• [Short exercise]:
Transcribe the material word for word, but without the images.

^^^^

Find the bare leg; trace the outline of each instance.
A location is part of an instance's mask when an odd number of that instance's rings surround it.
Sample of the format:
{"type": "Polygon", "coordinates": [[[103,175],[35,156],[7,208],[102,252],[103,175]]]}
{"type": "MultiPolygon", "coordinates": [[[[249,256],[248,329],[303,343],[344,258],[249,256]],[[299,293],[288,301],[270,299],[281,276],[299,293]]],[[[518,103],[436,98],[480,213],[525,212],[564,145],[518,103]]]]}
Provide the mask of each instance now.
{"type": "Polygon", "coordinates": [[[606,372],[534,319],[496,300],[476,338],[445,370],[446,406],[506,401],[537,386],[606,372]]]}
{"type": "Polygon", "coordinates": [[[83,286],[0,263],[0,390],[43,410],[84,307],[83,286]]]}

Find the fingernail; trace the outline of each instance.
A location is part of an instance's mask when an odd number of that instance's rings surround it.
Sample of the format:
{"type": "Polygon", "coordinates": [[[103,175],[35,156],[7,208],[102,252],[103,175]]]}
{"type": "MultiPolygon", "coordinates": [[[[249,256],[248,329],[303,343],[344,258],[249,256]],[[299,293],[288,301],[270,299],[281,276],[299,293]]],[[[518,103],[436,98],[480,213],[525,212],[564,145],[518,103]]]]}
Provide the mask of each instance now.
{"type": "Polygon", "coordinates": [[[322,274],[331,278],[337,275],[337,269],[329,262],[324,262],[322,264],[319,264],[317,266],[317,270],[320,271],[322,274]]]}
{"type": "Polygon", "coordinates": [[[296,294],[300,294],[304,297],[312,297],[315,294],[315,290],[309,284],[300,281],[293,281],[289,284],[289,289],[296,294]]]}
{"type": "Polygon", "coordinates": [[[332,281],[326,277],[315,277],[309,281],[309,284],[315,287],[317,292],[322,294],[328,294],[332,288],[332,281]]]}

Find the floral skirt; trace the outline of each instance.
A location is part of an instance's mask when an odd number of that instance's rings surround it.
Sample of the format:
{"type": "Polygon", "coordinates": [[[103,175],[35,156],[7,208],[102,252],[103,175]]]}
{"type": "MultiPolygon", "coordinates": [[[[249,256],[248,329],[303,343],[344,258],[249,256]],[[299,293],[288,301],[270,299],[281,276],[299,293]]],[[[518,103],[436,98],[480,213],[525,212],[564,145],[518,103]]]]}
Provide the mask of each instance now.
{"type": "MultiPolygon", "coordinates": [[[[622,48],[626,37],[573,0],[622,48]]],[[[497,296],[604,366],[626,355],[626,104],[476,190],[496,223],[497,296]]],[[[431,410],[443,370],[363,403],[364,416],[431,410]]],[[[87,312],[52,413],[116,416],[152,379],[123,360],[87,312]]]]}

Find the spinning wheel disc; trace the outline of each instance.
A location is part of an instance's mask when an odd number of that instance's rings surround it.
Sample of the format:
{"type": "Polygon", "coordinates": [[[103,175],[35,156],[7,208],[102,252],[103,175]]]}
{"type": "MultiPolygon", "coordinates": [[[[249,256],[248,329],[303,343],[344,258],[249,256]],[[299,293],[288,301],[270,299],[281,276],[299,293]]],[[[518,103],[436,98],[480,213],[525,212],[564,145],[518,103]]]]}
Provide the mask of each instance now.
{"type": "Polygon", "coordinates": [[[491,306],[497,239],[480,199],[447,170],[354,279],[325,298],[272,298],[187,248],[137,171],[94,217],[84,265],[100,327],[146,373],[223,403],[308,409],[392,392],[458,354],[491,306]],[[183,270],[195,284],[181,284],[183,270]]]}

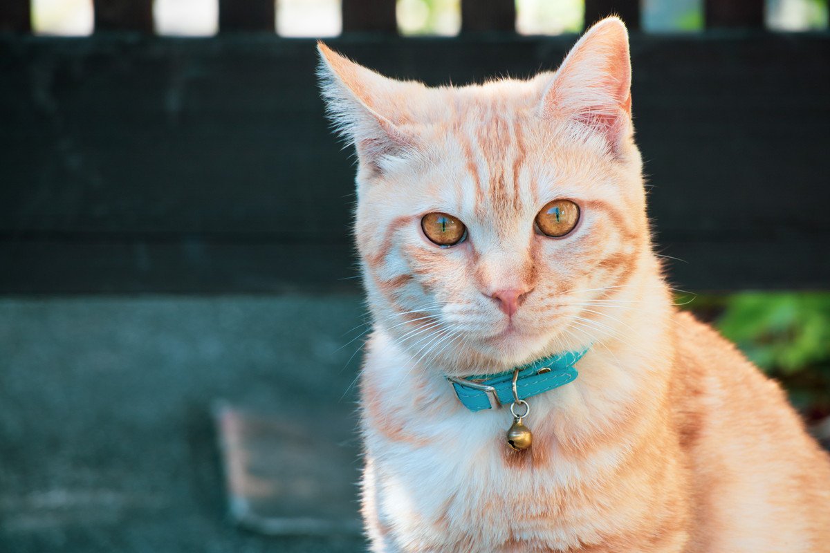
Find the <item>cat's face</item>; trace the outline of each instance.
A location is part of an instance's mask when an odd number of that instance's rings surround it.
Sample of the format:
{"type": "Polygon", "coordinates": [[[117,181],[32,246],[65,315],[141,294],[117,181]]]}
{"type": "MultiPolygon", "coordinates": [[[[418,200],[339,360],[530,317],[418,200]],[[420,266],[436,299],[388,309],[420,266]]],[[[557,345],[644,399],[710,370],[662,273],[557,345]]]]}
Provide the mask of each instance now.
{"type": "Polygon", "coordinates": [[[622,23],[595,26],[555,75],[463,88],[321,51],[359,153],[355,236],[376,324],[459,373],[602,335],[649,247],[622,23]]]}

^^^^

• [Finished exercise]:
Find the bare leg; trace the outline of each instance.
A location is part of an instance's mask when an odd number of that instance's rings surround it.
Sample of the format:
{"type": "Polygon", "coordinates": [[[103,175],[35,156],[7,208],[102,252],[103,175]]]}
{"type": "MultiPolygon", "coordinates": [[[[249,256],[248,329],[303,343],[344,258],[249,256]],[[299,293],[288,301],[270,299],[281,276],[299,293]]],[[[518,103],[436,98],[480,213],[525,212],[564,145],[518,103]]]]}
Provide the mask of each instance now.
{"type": "Polygon", "coordinates": [[[606,372],[534,319],[496,300],[476,338],[445,370],[446,406],[506,401],[537,386],[606,372]]]}
{"type": "Polygon", "coordinates": [[[83,286],[0,263],[0,390],[43,410],[84,307],[83,286]]]}

Find the fingernail; trace the outline of each instance.
A location is part of an instance's mask when an odd number of that instance's rings surround it.
Sample of the format:
{"type": "Polygon", "coordinates": [[[103,175],[35,156],[7,208],[102,252],[103,175]]]}
{"type": "MultiPolygon", "coordinates": [[[[249,256],[248,329],[303,343],[344,258],[249,256]],[[299,293],[288,301],[270,299],[281,276],[299,293]]],[[[518,103],[436,98],[480,213],[525,212],[564,145],[518,103]]]]}
Provide the mask of each instance now.
{"type": "Polygon", "coordinates": [[[322,274],[331,278],[337,275],[337,269],[329,262],[324,262],[322,264],[319,264],[317,266],[317,270],[320,271],[322,274]]]}
{"type": "Polygon", "coordinates": [[[296,294],[300,294],[304,297],[312,297],[315,294],[315,290],[309,284],[300,281],[293,281],[289,284],[289,289],[296,294]]]}
{"type": "Polygon", "coordinates": [[[332,281],[326,277],[315,277],[309,281],[309,284],[315,287],[317,292],[322,294],[328,294],[332,288],[332,281]]]}

Find the floral skirt; trace the outline of each instance.
A location is part of an instance's mask when an odd number of that instance's rings surround it.
Sample of the format:
{"type": "Polygon", "coordinates": [[[103,175],[35,156],[7,208],[102,252],[103,175]]]}
{"type": "MultiPolygon", "coordinates": [[[[249,256],[248,329],[303,343],[344,258],[249,256]],[[299,293],[288,301],[270,299],[281,276],[299,293]]],[[[518,103],[436,98],[480,213],[525,212],[564,145],[518,103]]]]}
Provide the mask of each instance now.
{"type": "MultiPolygon", "coordinates": [[[[622,48],[626,37],[573,0],[622,48]]],[[[497,296],[604,366],[626,355],[626,104],[476,190],[496,223],[497,296]]],[[[431,410],[443,370],[363,403],[364,416],[431,410]]],[[[87,312],[52,413],[116,416],[152,379],[123,360],[87,312]]]]}

Find the spinning wheel disc; trace the outline of each instance.
A location is part of an instance's mask when an odd number of that instance's rings surround it.
Sample of the format:
{"type": "Polygon", "coordinates": [[[103,175],[35,156],[7,208],[102,252],[103,175]]]}
{"type": "MultiPolygon", "coordinates": [[[[249,256],[248,329],[303,343],[344,258],[249,256]],[[299,293],[288,301],[270,299],[281,276],[299,293]]],[[[518,103],[436,98],[480,213],[525,212],[564,145],[518,103]]]]}
Provide the mask of each instance now.
{"type": "Polygon", "coordinates": [[[491,306],[497,239],[480,199],[447,170],[354,279],[325,298],[272,298],[187,248],[137,171],[94,217],[84,265],[100,327],[146,373],[223,403],[308,409],[392,392],[458,354],[491,306]],[[183,270],[195,284],[181,284],[183,270]]]}

Find the <item>cat's face</item>; trace the outline of each instance.
A location is part of an instance's mask when an odd number of that instance's rings surround it.
Sample of the format:
{"type": "Polygon", "coordinates": [[[117,181],[32,246],[65,315],[141,294],[117,181]]]}
{"type": "MultiPolygon", "coordinates": [[[[418,200],[339,360],[530,317],[418,200]],[[420,266],[436,299],[388,309],[420,266]]],[[[557,345],[644,399],[710,370],[662,273],[557,345]]]]}
Provide the mask of each instance now.
{"type": "Polygon", "coordinates": [[[622,23],[595,26],[555,75],[463,88],[321,51],[359,153],[355,236],[376,324],[459,373],[602,335],[649,247],[622,23]]]}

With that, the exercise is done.